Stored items
***

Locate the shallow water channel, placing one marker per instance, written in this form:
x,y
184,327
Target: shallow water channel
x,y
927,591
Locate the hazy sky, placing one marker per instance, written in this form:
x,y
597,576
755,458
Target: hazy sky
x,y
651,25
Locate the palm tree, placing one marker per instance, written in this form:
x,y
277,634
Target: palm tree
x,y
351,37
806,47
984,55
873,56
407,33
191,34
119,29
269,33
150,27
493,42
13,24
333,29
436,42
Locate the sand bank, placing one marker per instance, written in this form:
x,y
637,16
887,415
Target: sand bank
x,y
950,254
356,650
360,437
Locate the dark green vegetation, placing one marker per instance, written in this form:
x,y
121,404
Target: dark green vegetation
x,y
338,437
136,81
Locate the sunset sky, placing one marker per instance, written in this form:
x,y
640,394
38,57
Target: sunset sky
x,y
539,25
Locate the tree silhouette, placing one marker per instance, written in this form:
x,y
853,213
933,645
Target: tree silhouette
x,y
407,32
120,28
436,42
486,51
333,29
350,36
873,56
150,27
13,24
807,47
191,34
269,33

***

Task
Show all lines above holding "this".

Result
Locate the shallow water channel, placing one marker per instance, written in this form:
Locate the hazy sky, placing one marker per instance, written in this form:
Locate the palm tree, placing one marker per instance, written in this form:
Locate the sand bank, placing one marker per instance, written in this form:
Locate the dark green vegetation, placing one marker per instance, written in this form:
Locate the sunset sky, placing one marker per instance, written in this form:
Locate the tree silhouette, placing one marker per instance, written in this form:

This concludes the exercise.